=== WHAT TO DO ===
Which lines have the string "grassy"? Copy all of them from the entries below.

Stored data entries
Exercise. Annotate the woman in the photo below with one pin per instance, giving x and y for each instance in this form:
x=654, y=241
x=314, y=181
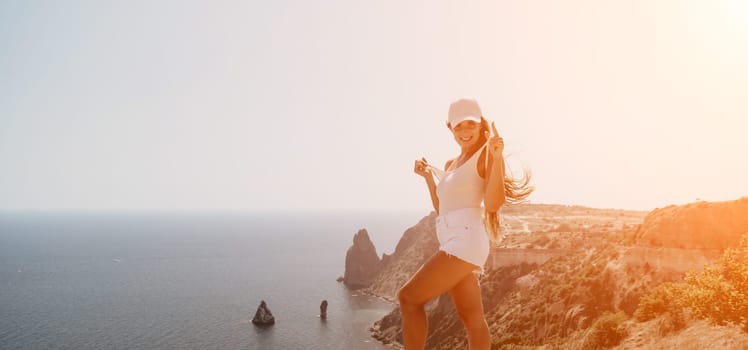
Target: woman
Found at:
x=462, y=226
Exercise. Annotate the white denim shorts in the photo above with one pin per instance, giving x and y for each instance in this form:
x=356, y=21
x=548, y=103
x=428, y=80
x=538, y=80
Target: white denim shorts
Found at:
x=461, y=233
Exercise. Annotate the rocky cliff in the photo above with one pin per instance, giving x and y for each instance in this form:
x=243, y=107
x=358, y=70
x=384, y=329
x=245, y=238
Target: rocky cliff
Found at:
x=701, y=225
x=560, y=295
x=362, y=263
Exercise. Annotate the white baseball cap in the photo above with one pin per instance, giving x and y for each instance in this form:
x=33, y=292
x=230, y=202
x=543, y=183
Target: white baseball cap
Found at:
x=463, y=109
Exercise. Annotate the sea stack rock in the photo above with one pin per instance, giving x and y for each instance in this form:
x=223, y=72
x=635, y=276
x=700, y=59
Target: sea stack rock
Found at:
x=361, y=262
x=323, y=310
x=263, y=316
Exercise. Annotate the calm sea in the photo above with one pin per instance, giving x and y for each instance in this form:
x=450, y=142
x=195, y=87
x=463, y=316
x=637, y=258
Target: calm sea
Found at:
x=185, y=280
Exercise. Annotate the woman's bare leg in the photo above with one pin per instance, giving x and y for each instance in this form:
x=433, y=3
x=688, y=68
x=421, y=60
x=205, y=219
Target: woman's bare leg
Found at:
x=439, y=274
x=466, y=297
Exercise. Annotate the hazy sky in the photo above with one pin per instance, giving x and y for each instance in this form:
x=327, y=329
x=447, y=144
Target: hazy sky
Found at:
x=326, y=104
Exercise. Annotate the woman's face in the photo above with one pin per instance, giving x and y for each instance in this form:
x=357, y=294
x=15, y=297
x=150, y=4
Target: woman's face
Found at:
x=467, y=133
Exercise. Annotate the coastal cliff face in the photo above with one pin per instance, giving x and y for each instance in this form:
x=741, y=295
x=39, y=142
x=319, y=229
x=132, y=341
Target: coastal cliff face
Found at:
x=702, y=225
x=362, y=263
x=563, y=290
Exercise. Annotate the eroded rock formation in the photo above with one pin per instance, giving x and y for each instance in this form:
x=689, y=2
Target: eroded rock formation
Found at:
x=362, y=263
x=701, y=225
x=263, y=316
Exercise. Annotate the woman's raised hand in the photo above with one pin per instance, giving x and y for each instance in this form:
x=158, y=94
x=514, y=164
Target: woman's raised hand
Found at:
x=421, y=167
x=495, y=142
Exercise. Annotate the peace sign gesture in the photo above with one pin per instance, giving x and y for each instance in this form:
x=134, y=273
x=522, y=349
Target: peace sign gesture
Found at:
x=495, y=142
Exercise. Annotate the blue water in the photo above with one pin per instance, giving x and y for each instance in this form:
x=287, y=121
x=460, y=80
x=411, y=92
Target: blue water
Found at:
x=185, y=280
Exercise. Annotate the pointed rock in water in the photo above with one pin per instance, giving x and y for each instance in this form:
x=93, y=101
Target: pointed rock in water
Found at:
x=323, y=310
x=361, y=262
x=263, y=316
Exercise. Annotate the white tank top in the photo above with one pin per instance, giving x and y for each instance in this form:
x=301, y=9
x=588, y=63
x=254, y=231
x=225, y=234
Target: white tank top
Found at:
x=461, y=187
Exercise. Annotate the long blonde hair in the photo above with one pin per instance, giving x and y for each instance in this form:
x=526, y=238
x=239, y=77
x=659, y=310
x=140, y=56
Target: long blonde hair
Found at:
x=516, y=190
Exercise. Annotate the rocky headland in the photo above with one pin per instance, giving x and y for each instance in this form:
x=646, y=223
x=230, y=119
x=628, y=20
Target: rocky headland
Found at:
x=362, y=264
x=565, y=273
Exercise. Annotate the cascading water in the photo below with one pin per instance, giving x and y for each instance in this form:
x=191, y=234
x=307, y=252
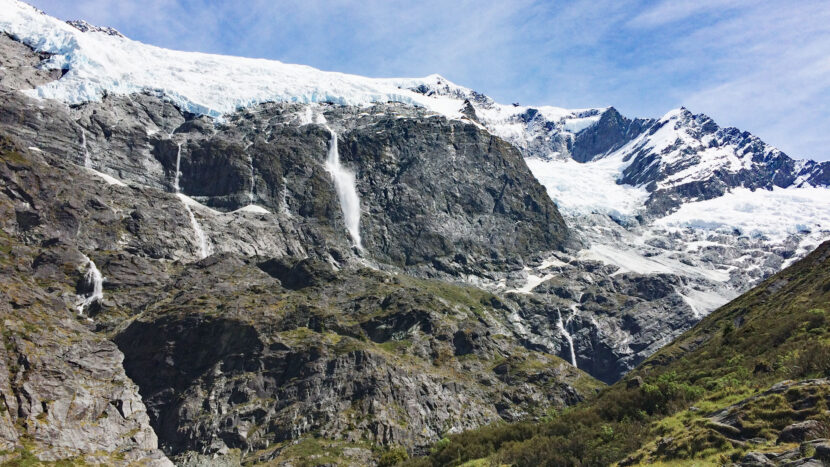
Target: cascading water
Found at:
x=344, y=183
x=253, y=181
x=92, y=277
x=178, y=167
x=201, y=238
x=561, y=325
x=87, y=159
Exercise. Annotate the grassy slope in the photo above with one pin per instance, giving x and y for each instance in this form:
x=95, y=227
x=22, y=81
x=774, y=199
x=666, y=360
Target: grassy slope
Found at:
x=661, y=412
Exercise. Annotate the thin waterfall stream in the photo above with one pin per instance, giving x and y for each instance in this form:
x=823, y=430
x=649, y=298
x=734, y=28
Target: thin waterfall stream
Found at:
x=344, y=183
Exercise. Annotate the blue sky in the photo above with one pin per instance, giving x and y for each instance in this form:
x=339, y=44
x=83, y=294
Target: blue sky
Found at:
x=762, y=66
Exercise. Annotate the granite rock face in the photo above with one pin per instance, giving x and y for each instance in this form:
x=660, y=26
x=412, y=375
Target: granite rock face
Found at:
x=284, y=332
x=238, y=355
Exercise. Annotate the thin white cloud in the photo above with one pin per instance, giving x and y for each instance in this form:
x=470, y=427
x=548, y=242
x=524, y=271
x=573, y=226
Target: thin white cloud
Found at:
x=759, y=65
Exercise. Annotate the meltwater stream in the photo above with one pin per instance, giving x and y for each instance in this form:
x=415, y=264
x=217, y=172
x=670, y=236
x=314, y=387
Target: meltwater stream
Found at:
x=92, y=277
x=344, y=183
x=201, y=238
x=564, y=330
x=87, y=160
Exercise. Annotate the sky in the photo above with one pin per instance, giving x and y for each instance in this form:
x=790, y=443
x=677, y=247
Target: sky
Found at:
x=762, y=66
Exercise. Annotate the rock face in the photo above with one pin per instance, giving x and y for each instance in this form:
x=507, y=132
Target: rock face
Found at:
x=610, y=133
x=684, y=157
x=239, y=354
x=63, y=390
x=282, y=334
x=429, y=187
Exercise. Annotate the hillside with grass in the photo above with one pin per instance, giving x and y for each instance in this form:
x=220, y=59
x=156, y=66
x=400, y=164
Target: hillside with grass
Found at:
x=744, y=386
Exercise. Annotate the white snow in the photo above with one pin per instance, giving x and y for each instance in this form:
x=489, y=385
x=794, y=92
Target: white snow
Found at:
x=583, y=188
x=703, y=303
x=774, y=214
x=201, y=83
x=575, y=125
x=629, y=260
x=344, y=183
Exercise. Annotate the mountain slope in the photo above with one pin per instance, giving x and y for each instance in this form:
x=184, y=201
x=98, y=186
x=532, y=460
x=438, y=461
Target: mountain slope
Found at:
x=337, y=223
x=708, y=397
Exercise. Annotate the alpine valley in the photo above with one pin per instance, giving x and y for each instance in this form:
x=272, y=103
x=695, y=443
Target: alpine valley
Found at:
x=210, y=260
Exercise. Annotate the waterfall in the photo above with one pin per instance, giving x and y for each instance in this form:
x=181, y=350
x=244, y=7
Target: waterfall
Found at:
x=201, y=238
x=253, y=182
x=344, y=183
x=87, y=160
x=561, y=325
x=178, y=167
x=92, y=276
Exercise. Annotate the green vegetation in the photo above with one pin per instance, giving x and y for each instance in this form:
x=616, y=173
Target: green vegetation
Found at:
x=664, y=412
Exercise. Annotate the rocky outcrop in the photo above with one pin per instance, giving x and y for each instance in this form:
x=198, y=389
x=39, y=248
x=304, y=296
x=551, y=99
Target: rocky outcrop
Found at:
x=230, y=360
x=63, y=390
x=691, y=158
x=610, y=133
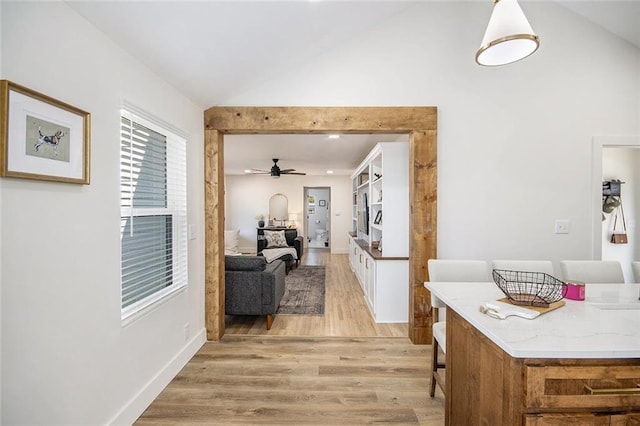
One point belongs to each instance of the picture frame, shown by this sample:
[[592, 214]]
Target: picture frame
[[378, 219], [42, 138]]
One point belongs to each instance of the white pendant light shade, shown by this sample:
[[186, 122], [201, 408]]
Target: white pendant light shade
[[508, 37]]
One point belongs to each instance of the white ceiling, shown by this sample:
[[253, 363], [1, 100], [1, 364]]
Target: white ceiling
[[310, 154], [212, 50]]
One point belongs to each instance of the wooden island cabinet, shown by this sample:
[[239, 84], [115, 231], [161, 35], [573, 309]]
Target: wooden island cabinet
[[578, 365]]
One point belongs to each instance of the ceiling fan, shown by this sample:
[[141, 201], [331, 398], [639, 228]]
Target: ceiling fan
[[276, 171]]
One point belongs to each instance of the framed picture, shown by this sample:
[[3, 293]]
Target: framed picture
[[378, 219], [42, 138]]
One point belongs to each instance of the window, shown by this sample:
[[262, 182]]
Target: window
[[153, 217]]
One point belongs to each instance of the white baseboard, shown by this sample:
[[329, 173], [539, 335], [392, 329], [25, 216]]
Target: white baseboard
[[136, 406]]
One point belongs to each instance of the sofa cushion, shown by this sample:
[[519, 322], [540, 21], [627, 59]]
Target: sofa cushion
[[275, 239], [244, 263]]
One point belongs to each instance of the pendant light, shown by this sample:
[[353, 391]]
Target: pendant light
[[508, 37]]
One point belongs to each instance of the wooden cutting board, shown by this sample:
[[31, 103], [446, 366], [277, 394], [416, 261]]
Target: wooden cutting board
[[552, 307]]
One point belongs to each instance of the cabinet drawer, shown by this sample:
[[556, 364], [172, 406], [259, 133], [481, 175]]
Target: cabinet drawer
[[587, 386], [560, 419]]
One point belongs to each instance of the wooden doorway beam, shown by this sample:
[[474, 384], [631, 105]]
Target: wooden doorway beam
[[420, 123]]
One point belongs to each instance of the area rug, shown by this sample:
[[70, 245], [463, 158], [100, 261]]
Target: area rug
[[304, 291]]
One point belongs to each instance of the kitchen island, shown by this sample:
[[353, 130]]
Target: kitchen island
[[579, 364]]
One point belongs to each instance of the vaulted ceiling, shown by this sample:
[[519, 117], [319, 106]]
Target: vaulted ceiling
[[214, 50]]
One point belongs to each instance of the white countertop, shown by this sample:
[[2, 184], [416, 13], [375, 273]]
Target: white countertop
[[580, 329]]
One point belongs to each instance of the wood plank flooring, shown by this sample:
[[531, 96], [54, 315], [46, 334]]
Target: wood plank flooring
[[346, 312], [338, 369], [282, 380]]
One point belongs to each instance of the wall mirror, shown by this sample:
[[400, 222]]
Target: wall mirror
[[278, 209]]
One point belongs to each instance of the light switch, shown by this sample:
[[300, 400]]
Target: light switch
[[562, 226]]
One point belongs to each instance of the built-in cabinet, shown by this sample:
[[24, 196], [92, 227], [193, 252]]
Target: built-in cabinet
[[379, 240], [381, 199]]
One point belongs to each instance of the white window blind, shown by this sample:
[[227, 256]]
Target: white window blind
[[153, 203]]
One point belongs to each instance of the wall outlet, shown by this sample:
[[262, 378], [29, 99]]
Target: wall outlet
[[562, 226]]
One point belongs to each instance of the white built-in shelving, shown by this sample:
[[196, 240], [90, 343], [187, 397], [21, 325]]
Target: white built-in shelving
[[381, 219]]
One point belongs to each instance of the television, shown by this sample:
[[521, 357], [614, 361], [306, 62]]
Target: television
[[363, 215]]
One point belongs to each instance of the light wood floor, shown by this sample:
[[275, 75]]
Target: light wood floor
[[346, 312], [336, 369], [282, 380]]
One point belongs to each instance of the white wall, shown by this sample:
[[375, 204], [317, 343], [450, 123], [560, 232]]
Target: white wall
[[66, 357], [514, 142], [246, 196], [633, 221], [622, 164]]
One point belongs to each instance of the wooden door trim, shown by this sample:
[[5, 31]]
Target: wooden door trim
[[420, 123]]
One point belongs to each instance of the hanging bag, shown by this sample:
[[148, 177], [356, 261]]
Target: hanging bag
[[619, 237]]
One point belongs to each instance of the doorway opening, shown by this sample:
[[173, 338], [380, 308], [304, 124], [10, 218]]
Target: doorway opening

=== RESULT ===
Exercise. Annotate the grassy slope in the photo above with one pin per instance, giving x and y for each instance in this form:
Target: grassy slope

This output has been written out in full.